Data items:
******************************

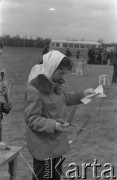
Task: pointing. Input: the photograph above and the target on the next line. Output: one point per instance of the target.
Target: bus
(74, 46)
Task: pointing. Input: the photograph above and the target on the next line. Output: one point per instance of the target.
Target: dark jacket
(44, 105)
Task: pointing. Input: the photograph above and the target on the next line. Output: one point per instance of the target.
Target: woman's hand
(61, 126)
(2, 88)
(89, 91)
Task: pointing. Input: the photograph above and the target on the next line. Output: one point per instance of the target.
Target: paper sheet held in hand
(98, 92)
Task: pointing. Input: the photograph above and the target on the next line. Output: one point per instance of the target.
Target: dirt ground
(98, 139)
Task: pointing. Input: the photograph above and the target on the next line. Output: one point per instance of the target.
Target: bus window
(71, 45)
(52, 44)
(76, 45)
(57, 44)
(82, 45)
(65, 45)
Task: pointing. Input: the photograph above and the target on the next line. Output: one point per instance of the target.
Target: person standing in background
(114, 63)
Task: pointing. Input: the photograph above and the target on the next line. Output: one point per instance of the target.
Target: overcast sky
(72, 19)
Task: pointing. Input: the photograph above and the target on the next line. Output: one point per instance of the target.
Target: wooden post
(13, 168)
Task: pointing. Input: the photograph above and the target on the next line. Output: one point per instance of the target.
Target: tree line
(17, 41)
(39, 42)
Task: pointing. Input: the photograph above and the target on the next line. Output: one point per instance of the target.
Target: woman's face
(59, 74)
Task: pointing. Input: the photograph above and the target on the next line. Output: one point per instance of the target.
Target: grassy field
(98, 139)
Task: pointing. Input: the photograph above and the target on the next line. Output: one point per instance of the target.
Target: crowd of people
(99, 56)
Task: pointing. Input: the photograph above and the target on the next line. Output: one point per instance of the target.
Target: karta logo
(52, 169)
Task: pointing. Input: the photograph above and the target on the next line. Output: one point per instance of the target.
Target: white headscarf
(51, 60)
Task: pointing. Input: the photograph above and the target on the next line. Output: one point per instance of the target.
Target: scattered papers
(85, 100)
(98, 92)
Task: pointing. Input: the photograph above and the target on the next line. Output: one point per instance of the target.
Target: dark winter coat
(45, 104)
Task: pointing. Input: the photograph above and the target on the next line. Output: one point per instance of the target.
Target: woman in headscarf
(45, 113)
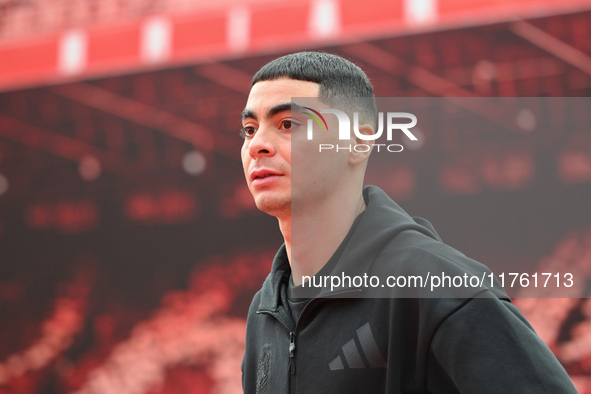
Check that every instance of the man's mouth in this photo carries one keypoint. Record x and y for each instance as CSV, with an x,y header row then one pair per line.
x,y
263,177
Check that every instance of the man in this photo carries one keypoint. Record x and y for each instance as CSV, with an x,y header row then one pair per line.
x,y
336,341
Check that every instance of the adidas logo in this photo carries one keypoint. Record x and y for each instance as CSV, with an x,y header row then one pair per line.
x,y
369,348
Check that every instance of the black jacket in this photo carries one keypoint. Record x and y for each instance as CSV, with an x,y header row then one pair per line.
x,y
398,344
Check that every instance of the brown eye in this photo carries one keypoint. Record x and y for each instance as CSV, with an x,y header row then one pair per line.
x,y
247,131
286,124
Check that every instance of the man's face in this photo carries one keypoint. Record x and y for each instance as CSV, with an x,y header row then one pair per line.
x,y
266,152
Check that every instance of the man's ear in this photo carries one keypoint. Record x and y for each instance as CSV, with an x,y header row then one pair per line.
x,y
362,148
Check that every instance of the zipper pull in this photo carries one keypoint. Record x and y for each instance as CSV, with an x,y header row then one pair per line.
x,y
291,352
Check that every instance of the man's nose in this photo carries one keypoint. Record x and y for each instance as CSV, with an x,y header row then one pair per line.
x,y
262,143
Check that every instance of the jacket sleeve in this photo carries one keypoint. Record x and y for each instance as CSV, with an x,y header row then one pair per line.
x,y
487,346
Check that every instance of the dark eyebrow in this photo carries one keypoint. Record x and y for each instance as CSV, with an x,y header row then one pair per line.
x,y
247,113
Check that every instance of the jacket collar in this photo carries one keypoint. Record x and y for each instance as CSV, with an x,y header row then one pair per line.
x,y
383,219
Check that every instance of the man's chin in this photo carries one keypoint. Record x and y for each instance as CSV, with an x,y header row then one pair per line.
x,y
274,205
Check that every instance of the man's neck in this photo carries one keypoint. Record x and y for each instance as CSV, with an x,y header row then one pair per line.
x,y
312,237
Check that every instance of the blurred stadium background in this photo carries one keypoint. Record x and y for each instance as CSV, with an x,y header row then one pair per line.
x,y
129,244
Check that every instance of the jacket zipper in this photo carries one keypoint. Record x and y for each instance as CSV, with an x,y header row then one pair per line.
x,y
292,335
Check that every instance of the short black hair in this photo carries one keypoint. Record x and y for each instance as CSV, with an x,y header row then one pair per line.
x,y
337,77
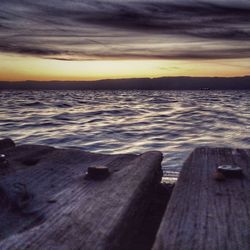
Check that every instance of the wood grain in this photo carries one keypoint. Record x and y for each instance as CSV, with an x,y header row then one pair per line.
x,y
204,213
68,211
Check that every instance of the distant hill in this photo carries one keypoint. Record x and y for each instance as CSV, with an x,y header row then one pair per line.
x,y
164,83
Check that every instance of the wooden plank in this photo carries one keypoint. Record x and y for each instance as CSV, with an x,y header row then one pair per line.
x,y
67,211
204,213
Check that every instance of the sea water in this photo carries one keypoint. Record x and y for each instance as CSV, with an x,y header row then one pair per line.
x,y
114,122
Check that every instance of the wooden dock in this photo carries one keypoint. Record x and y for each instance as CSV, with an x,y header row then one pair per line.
x,y
47,203
204,213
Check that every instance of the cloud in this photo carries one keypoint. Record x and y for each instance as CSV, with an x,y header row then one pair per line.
x,y
115,29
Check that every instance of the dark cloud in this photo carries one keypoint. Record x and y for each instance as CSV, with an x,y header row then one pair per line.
x,y
78,30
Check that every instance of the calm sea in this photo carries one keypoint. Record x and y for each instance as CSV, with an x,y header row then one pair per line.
x,y
112,122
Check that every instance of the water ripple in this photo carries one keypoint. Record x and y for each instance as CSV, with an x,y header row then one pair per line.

******************************

#### EXERCISE DETAILS:
Before printing anything, remove the pictures; then print all the records exactly.

#### TASK ANSWER:
Task: pointing. Input: the photograph above and the target on the next line. Output: one point per instance of the target.
Target: bus
(74, 46)
Task: pointing. Input: the photograph above and the target on the next line. Output: one point per instance of the target.
Target: dark jacket
(44, 105)
Task: pointing. Input: the photograph above and the target on the next line. Output: one point per instance of the target.
Target: woman's hand
(61, 126)
(2, 88)
(89, 91)
Task: pointing. Input: the photograph above and the target on the next line. Output: one point per instance of the target.
Target: paper sheet held in hand
(98, 92)
Task: pointing. Input: the photograph above and the target on the next line. Output: one point per instance of the target.
Target: dirt ground
(98, 139)
Task: pointing. Input: the photograph above and the target on the next line. Output: one point per instance of the target.
Target: bus window
(71, 45)
(52, 44)
(76, 45)
(57, 44)
(82, 45)
(65, 45)
Task: pointing. Input: the photograph above and the target on the next line. Output: one point per instance of the target.
Target: person standing in background
(114, 63)
Task: pointing. Input: the photograph above and the target on the next line. Output: one point per instance of the target.
Target: overcast sky
(72, 19)
Task: pointing. Input: the photograph above and the target on the next line. Output: one point per instance of the target.
Target: wooden post
(13, 168)
Task: pointing. Input: the photograph above and the target on the next line. Output: one point per instance of the target.
Target: tree line
(17, 41)
(39, 42)
Task: pointing. Input: the photograph above and the target on the next line. Output: one point per instance of the target.
Target: woman's face
(59, 74)
Task: pointing. Input: the photograph above and the target on the next line. Output: one point per instance of the target.
Target: grassy field
(98, 139)
Task: pointing. Input: the photograph above and the target on the next line. Output: one point per instance of the target.
Target: crowd of people
(99, 56)
Task: pointing. Input: the photograph above and the target on the next line. Output: one point per instance of the target.
Target: karta logo
(52, 169)
Task: pointing. Input: the photograph above and the target on the next line. Output: one point per instance of the target.
Target: white headscarf
(51, 60)
Task: pointing. Input: the photograph above and the target on the next line. Output: one point per instance of the target.
Target: scattered papers
(85, 100)
(98, 92)
Task: pointing. Input: the photograph above and the target on the next line. Output: one point per instance of the target.
Target: dark winter coat
(45, 104)
Task: pointing. Input: the photograph above and the target on the next line. Output: one point per instance of the target.
Target: woman in headscarf
(45, 113)
Check that every instance of the man's mouth in this photo carries one keypoint. Record x and y for each instance as CSV, with an x,y header row then one pair per line.
x,y
263,177
Check that every instance of the man in this photo carries one keypoint. Record x and y for each instance as CSV, with an x,y header row then one pair per line.
x,y
336,341
Check that every instance of the adidas logo in this photo carries one keypoint. Record x and y for each instance as CSV, with an x,y header row then one pair per line.
x,y
369,348
Check that every instance of the black jacket in this photo carries one keypoint. Record x and y for each instance as CSV, with an x,y header row then one pair per line.
x,y
398,344
Check that every instance of the brown eye in this photo carries one keypoint. Record x and y for each instance as CSV, with an x,y header row then one pair per line.
x,y
247,131
286,124
Check that every instance of the man's face in this photo carries one keypoint. Record x and y for each instance as CSV, with an x,y header row then one pair per line.
x,y
266,152
Check that every instance of the man's ear in this photo carries one keypoint. Record x and y for each instance as CSV, with an x,y header row then one pair per line.
x,y
362,148
Check that every instance of the zipper pull in this photo carries one keypoint. Record x and y for each instance as CSV, with an x,y header row then one pair per line.
x,y
291,352
Check that every instance of the man's nose in this photo carries one keypoint. Record x and y for each instance as CSV, with an x,y header row then one pair per line.
x,y
262,143
Check that every instance of the jacket sleeve in this photo carries one keypoint. Record x and y for each instance as CSV, with an x,y header row then one pair per line.
x,y
487,346
Check that every instance of the dark eyebrow in this photo carries one keypoint. Record x and y for each instance as CSV, with an x,y header row then one pair per line.
x,y
247,113
Check that every instance of the jacket collar in this photo carries one keypoint. Record x and y for each instance as CSV, with an x,y header row then one pair per line.
x,y
383,219
Check that every instance of the man's chin in this photo carries one keypoint. Record x and y for each instance as CSV, with an x,y header row then one pair per line.
x,y
274,205
Check that every instance of the man's neck in this photo carries one keypoint. Record x and y for each instance as CSV, with an x,y header row then one pair per line.
x,y
312,237
Check that every instance of the blurred stadium background in this photo carries one keypoint. Record x and y for each instance as CSV, with an x,y header row then one pair per line.
x,y
129,244
Check that every instance of the jacket zipper in this photo carries one keypoint. Record x and y for each instance as CSV, with an x,y header row then one pair per line.
x,y
292,335
Check that every instance of the short black hair in this photo carries one keypoint. Record x and y for each instance as CSV, with an x,y header row then one pair per line.
x,y
337,77
Check that every instance of the wood grain in this photo carries one keypoint. Record x and y for each instance as CSV, with an x,y header row then one pair per line.
x,y
204,213
68,211
Check that every instance of the distant hill in this photo carries one keypoint. Record x and y for each instance as CSV, with an x,y header row then one pair per line.
x,y
164,83
Check that every instance of the wooden plank in this photo carries one keypoint. Record x and y for each instance as CSV, with an x,y header row then one pair per line.
x,y
67,211
204,213
Check that every instance of the sea water in this photo carries one keypoint. Record x and y for each instance as CSV, with an x,y header row then one pair per line.
x,y
114,122
Check that every instance of the wooden dock in this photo carries one keypoint. Record x and y for each instance as CSV, with an x,y header row then one pair per line.
x,y
47,203
204,213
Check that every instance of the cloud in this photo carries one keypoint. Record x and y for each instance as CSV, with an x,y header row then one pair per line.
x,y
115,29
Check that every instance of the dark cloud in this photo carries one keypoint. Record x and y for each instance as CSV, with an x,y header row then one pair per line.
x,y
78,30
Check that every instance of the calm sea in this photo carries one keypoint. Record x and y for each instance as CSV, with an x,y header row then one pair per line.
x,y
112,122
Check that every instance of the water ripple in this photo carries one keypoint. Record x and y for each instance as CSV, with an x,y header row then one pair per line.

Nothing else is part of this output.